Exercise brief: Could you write what comes next in the text about Jon-Jon, picking up after its final sentence?

Page text:

=====

Ok, maybe not so much a gorilla gorilla, but he's a big bloke and boasts being able to rip a phone book in half with his bear hands (and no it's not down the spine - as I often tease him).
So before I ever met this guy back in my high schooling days I had him in reverence.
It wasn't until we met, of all places, on the basketball court, that we shared the same sense of humour among other things.
Oddly enough as I got to know more about him I found out how accurate his reputation was. I could even remember walking through Freo with him one evening and having nearly every second guy and hot gal come up and say G'day to him.
Everything was true.
Being shy at the time I learnt a lot about what made him so successful with the ladies, which proved a handy education for me at the time being raised in a strict Dutch Reformed private school.
I was able to see what set him apart from all the other blokes as Jon-Jon was neither wealthy nor Brad Pitt. What I saw was that...
1. He never idolised women. I never once saw him act in a way that would put a woman he was with ABOVE him. I know there are some guys that would give their left nut to be even seen with an attractive woman, heck, I'll even admit it and state that I used to be one of those guys, but Jon-Jon never cared. He would approach an attractive woman the same he would any other woman, but I will admit though: when a couple of attractive women are around ONE bloke, that bloke doesn't need to do too much to have other attractive women approach them!

=====

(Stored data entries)

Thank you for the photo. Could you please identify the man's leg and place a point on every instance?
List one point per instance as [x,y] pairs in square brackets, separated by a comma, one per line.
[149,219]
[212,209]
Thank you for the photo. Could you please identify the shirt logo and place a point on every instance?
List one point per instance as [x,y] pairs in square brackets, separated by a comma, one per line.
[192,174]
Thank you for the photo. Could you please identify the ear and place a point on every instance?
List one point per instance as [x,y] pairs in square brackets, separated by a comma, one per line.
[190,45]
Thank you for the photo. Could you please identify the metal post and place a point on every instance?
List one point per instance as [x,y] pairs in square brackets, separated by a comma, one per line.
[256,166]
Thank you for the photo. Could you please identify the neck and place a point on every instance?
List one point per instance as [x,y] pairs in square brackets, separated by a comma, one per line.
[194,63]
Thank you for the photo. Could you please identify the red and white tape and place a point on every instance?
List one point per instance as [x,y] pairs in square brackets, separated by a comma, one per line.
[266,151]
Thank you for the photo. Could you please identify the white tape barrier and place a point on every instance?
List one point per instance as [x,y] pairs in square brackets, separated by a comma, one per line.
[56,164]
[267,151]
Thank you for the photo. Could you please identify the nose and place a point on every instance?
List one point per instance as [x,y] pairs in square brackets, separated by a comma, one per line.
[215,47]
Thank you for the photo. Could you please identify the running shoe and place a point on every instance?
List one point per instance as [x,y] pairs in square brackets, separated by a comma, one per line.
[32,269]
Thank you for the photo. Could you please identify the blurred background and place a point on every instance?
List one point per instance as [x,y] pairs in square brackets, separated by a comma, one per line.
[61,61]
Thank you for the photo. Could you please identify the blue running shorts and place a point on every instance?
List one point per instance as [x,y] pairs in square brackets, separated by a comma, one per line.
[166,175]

=====

Expected answer:
2. He made them laugh. Do I really need to expand on this?? I talk about it nearly every second post!
3. He listened. This took a little while for me to SEE. Being a bloke I think we have some condition where the Y-chromosome has some muting properties, but Jon-Jon was an attentive listener. He wouldn't just nod and do the "Uh-huh" thing that most blokes do to try and make it seem as though they're listening. He would ask pertinent questions that would keep the conversation going. I often wondered if he ever went home and talked to himself in front of the mirror for a few hours just to let out the back log of stuff that he wanted to say!
I learnt a lot from Jon-Jon about women than anyone else, but it all came from observing and learning.
Anyway, fast forward to today and during our drive around the place he asked me if I knew a...
"A hot friend of mine."
I looked at him with a queer eye.
"Your brother knows her."
I was still drawing a blank.
"Your brother was trying to date her."
Oh no, I thought, the quality of woman he's with now doesn't bode well for the woman he tried to chase!
"Anyway, I'm trying to hook you up with her."
Before the next thought registered he quickly added...
"And I'm not afraid to tell you that either."
I never really think it's the element of surprise that annoys me with being set up, it's more the quality of person I'm likely to be set up with (as per here). I mean, if somebody knew me REAL well and knew the type of woman I'd be attracted to, then setting up a casual meeting wouldn't hurt me in the slightest.
I'm scared of those who DON'T know me and yet believe they've found "the one" for me!
"Your parents met her the other day too," he added.
Ah yes, now I remember... Karina made quite an impression on my folks, all I've ever heard from my folks was the night they met her and how wonderful she was.
Now I understood why they were voicing such approvals around me - no doubt trying to get some psychological thing happening.
"As your mother and Ali [Jon-Jon's wife] were speaking to Karina, I pulled your father aside and said to him that she was the woman I was trying to set you up with. I remember your father wrapping his arm around me and smiling," he grinned reflecting on the moment.
His grin was almost an evil grin - it seemed the whole world has been plotting against me!
Does Karina scare me?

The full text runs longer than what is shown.